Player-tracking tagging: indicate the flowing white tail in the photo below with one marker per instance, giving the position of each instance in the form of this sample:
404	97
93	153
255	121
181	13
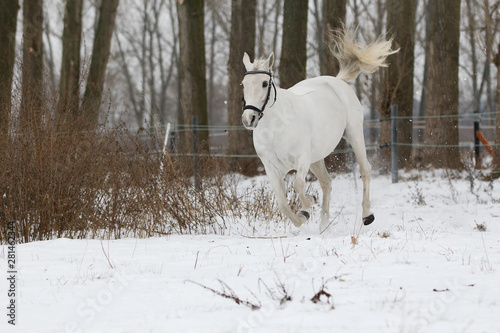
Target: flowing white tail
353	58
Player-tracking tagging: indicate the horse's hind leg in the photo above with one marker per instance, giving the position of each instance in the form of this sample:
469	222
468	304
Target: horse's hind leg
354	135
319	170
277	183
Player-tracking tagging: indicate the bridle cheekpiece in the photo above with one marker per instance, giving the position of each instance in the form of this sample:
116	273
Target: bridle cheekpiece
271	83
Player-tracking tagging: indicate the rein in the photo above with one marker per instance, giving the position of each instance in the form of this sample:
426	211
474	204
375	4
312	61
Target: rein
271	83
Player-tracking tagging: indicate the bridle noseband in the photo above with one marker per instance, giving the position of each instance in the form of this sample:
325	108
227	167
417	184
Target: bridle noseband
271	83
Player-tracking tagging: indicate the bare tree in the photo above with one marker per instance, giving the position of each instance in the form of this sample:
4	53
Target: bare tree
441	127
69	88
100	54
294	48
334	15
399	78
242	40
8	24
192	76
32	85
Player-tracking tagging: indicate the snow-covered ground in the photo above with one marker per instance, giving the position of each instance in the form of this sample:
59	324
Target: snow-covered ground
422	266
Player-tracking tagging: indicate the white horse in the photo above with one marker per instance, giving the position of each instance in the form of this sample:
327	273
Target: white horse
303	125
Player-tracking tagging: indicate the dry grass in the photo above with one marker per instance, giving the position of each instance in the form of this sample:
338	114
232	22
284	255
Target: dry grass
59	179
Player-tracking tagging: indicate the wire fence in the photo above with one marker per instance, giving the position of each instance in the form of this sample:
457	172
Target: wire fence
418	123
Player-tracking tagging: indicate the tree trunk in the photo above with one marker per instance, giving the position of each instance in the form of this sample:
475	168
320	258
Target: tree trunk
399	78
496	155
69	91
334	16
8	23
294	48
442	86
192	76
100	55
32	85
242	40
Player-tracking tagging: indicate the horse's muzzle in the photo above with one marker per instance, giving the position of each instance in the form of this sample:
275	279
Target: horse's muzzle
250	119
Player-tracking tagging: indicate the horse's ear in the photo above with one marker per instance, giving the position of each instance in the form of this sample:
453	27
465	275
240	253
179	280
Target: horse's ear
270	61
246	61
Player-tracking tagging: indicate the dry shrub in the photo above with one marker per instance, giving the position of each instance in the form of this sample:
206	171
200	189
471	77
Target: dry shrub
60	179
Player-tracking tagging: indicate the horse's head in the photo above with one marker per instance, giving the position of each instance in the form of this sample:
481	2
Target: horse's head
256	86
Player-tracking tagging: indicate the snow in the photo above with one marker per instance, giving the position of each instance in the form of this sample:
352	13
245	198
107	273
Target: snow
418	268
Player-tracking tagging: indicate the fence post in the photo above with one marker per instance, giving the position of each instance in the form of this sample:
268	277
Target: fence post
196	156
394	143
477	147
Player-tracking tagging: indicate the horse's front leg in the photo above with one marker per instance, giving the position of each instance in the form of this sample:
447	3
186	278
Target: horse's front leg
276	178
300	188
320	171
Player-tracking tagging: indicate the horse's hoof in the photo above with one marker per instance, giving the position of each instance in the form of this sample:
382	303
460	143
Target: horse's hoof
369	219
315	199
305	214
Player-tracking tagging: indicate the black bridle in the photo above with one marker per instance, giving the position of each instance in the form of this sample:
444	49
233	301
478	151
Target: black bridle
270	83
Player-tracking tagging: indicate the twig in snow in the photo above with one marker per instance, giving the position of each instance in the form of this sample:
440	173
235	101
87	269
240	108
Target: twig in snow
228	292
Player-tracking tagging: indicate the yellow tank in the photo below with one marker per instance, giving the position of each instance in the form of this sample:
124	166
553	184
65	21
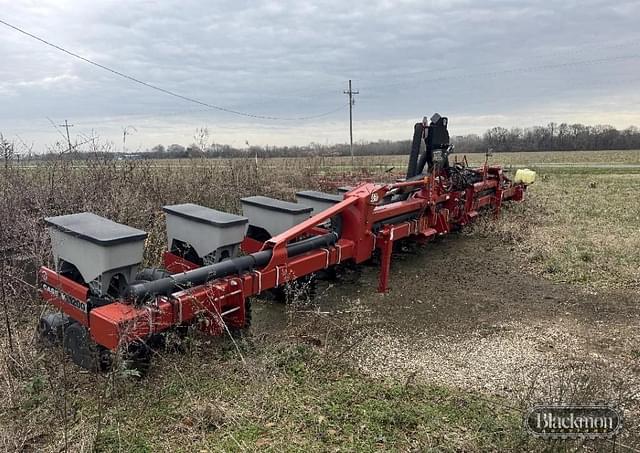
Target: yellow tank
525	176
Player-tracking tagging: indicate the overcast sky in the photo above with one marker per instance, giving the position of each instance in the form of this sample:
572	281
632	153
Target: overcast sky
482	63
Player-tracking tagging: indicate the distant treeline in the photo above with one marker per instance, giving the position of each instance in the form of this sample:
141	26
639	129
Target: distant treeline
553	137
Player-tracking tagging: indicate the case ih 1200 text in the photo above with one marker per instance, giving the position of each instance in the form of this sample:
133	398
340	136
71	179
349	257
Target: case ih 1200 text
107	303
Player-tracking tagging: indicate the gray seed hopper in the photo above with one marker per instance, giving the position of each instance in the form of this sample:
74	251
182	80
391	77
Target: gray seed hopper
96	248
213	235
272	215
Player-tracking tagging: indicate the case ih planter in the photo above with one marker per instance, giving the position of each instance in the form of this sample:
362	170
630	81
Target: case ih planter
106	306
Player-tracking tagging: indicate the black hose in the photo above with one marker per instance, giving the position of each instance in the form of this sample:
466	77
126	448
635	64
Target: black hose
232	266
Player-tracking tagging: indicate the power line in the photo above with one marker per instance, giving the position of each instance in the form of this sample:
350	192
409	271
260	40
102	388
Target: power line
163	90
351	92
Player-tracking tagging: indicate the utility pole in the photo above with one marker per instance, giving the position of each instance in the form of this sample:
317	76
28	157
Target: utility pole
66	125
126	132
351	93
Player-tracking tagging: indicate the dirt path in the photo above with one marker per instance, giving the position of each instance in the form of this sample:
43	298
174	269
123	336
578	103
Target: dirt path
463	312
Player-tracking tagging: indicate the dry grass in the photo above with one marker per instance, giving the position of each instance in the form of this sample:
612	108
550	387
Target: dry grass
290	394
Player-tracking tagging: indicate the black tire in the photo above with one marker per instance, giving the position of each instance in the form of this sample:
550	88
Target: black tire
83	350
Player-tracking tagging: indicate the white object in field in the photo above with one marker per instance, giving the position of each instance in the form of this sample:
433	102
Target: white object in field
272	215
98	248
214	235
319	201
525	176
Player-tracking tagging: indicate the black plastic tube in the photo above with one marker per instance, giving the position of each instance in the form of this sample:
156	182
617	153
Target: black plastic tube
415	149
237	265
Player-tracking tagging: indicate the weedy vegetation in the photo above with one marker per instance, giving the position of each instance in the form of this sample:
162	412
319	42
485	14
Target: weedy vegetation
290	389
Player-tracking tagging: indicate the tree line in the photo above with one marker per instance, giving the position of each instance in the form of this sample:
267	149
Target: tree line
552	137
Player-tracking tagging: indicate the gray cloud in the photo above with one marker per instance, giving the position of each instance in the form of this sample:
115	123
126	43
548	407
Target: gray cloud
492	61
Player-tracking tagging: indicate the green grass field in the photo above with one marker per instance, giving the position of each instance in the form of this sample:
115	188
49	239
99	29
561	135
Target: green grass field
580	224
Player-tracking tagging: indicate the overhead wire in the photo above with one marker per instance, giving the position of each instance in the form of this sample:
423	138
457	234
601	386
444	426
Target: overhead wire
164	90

YOUR GOAL - Repeat only the stretch of lines that opens with the line containing "Player-tracking tagging: indicate the black plastic" and closes with the final line of the entries, both included, exactly as written.

CORRECT ANSWER -
Player-tracking tagging: indicate the black plastic tube in the photo above with one marker per instance, giving the position of each instance in the form of this sample:
156	182
617	153
Target: black plastic tube
415	149
237	265
Player-tracking tagging: indicate the weedy vegetation in the photo above with one marker per instance, giving the position of each instance in the form of this sample:
162	412
319	42
485	14
Target: weedy vegetation
290	389
Player-tracking tagging: indicate the tree line in the photo above with one marker per instance, giving the position of each instance in the form of this sample:
267	149
Target: tree line
552	137
Player-tracking tagging: indicate the gray cloud in the photo above with one marker per instance, giving the position of each instance in the form of this sample:
115	123
126	43
548	407
Target: gray cloud
492	61
Player-tracking tagging: indicate the green grass field in the photo above with one marker per instance, giving the position of each instance in the form of this sample:
115	188
49	239
99	29
561	135
Target: green grass field
580	224
Player-tracking tagging: indicate the overhead wire in the photo above with one marker per instance, giving the position of each instance in the form of this sample:
423	138
457	234
601	386
444	426
Target: overhead wire
164	90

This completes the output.